[Named-object pointing records]
* * *
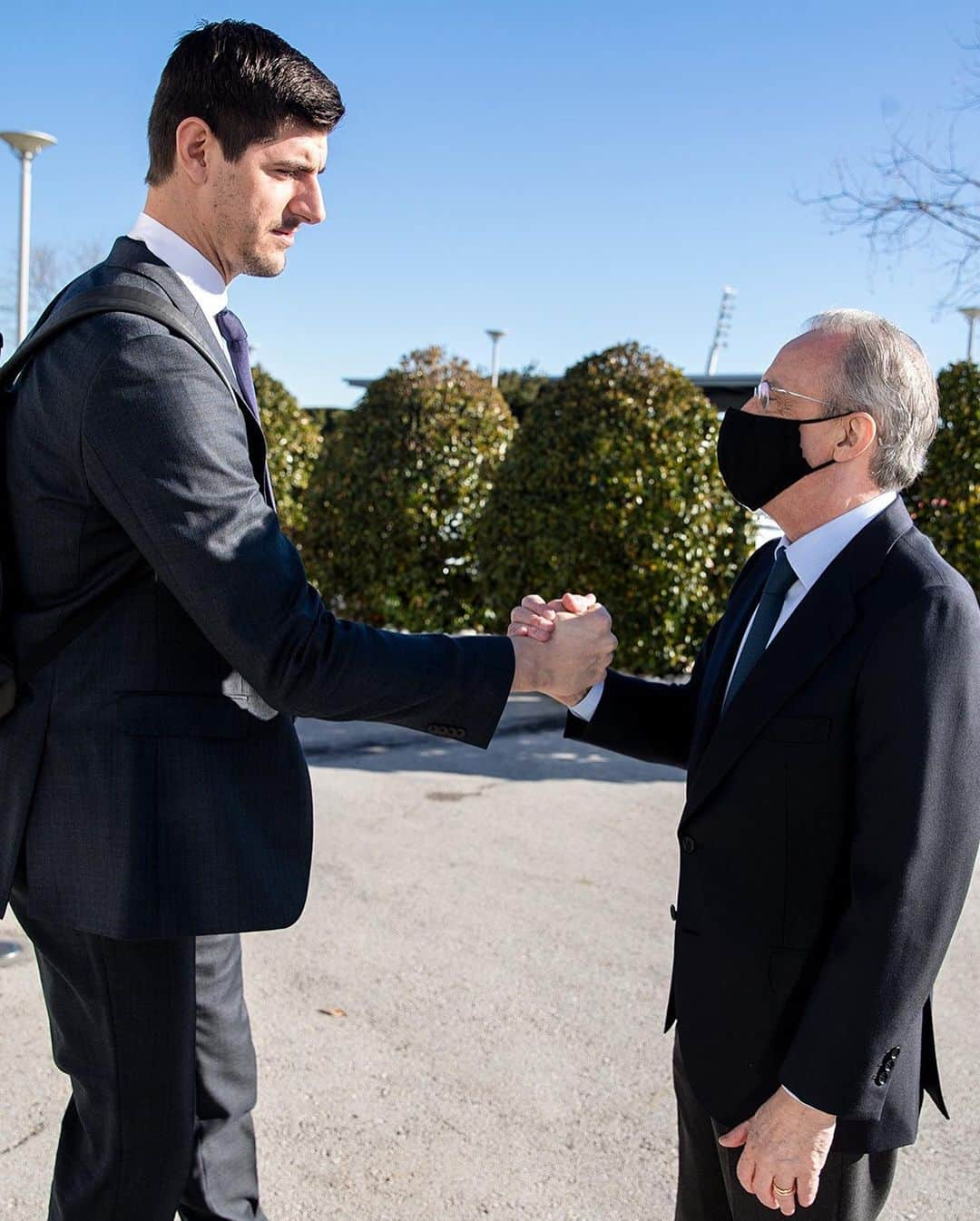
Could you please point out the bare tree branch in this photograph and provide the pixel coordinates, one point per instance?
(916, 198)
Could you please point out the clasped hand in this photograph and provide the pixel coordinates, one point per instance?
(581, 644)
(786, 1143)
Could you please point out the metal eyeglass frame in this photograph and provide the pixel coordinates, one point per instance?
(762, 394)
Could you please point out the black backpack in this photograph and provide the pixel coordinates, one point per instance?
(84, 304)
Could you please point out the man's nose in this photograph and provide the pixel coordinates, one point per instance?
(309, 203)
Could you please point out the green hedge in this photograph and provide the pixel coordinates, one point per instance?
(945, 501)
(397, 493)
(611, 486)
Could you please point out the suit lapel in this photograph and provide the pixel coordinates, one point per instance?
(134, 257)
(824, 617)
(730, 630)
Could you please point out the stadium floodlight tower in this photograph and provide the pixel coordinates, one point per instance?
(25, 145)
(721, 328)
(495, 336)
(970, 313)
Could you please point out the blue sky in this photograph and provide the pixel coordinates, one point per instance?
(574, 173)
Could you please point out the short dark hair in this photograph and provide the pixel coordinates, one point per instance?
(245, 82)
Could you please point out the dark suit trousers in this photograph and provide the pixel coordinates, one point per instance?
(155, 1040)
(853, 1187)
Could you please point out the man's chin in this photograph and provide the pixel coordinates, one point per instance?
(265, 265)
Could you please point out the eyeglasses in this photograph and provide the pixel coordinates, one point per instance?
(764, 390)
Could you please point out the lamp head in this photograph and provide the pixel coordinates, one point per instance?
(28, 143)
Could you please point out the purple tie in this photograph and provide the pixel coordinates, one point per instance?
(233, 335)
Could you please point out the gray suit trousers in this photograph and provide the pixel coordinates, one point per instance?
(157, 1041)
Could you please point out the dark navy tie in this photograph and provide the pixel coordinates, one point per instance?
(233, 335)
(770, 604)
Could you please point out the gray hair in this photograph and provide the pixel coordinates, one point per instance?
(885, 373)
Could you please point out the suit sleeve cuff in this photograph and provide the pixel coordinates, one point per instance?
(585, 708)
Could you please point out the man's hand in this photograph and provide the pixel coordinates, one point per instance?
(581, 646)
(535, 618)
(787, 1144)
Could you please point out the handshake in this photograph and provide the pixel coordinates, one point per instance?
(561, 648)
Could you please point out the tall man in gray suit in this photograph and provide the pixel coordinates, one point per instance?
(154, 800)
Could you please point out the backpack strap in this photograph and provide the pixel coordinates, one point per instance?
(88, 304)
(106, 300)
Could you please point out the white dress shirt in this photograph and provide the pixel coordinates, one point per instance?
(198, 275)
(809, 556)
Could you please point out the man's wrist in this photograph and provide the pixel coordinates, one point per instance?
(527, 669)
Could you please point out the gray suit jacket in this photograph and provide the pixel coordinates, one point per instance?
(151, 776)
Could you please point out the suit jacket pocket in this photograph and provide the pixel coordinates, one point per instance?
(797, 730)
(155, 715)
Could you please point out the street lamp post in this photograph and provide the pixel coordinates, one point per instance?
(970, 313)
(496, 336)
(25, 145)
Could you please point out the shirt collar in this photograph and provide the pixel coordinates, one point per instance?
(813, 552)
(200, 276)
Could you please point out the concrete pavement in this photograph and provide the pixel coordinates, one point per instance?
(494, 928)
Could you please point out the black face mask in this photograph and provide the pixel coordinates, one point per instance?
(760, 455)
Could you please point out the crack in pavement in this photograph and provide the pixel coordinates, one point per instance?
(34, 1132)
(535, 726)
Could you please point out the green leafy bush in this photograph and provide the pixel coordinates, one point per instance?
(611, 486)
(397, 491)
(945, 501)
(293, 441)
(521, 387)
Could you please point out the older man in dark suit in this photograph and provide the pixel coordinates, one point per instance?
(154, 800)
(831, 734)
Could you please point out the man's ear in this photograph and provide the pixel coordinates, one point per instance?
(860, 431)
(196, 148)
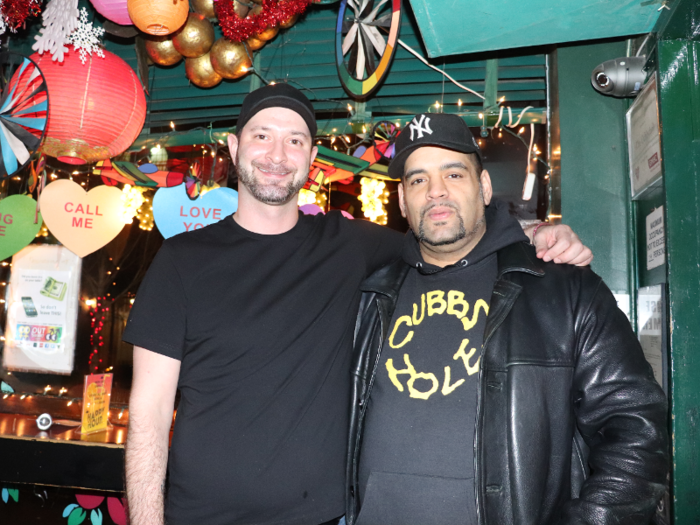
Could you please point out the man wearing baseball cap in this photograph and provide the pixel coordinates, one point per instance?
(491, 387)
(251, 319)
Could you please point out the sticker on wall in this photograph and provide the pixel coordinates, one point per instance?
(17, 226)
(83, 221)
(42, 310)
(174, 212)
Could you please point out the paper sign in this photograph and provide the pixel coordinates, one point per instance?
(83, 221)
(17, 226)
(42, 310)
(650, 323)
(643, 137)
(174, 212)
(656, 240)
(97, 392)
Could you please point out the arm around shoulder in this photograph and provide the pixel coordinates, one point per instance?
(150, 417)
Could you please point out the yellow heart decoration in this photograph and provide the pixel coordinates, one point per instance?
(83, 221)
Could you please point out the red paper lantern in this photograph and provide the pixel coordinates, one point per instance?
(96, 109)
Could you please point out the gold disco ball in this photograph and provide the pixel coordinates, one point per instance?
(255, 43)
(194, 38)
(268, 34)
(161, 50)
(286, 24)
(230, 59)
(204, 7)
(201, 73)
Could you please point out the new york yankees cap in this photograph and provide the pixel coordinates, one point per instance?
(279, 95)
(432, 129)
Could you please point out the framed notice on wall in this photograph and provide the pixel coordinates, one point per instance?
(644, 140)
(42, 310)
(651, 326)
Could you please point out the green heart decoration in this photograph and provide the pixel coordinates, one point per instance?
(17, 228)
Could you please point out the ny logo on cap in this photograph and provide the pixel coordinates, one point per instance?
(421, 126)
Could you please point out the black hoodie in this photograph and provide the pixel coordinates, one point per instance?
(416, 462)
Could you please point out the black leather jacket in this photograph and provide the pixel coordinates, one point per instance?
(571, 425)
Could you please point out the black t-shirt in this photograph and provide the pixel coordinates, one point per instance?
(263, 326)
(417, 455)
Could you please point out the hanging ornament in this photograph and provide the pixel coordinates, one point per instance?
(255, 43)
(201, 73)
(161, 50)
(86, 38)
(204, 7)
(19, 224)
(272, 12)
(14, 13)
(97, 109)
(194, 38)
(242, 8)
(23, 113)
(268, 34)
(60, 19)
(175, 212)
(286, 24)
(230, 59)
(82, 221)
(158, 17)
(113, 10)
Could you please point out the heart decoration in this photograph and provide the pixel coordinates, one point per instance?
(174, 212)
(83, 221)
(17, 227)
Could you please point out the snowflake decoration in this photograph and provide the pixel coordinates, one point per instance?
(86, 38)
(60, 18)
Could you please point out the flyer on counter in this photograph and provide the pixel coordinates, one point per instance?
(97, 392)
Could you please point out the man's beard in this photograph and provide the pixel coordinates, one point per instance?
(271, 193)
(459, 234)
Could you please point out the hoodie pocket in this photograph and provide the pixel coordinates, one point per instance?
(408, 499)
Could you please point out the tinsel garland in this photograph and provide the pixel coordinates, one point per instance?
(16, 12)
(273, 12)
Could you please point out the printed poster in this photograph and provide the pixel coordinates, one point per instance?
(650, 319)
(643, 138)
(97, 392)
(42, 311)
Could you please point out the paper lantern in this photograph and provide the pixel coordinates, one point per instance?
(114, 10)
(158, 17)
(96, 110)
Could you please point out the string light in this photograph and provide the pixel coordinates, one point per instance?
(373, 197)
(132, 197)
(145, 213)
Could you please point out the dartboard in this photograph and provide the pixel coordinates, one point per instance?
(384, 134)
(24, 110)
(366, 35)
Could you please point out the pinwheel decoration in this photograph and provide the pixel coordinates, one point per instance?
(384, 134)
(24, 111)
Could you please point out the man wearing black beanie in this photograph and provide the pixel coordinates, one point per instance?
(251, 319)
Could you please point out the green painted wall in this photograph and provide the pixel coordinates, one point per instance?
(594, 177)
(679, 75)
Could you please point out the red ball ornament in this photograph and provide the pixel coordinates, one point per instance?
(273, 12)
(96, 110)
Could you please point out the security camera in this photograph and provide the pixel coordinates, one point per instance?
(621, 77)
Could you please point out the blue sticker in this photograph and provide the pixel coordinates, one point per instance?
(174, 212)
(96, 517)
(69, 509)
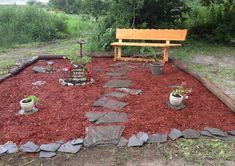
* * *
> [TO DO]
Gather every line of the records that contains the string "hoodie", treating case as significant.

> [RESULT OF THIS EXERCISE]
Could you please point out the black hoodie in this photograph and provide the pixel coordinates, one point per instance?
Could you please point out the hoodie pocket in this photograph and provide the pixel coordinates, one point per instance?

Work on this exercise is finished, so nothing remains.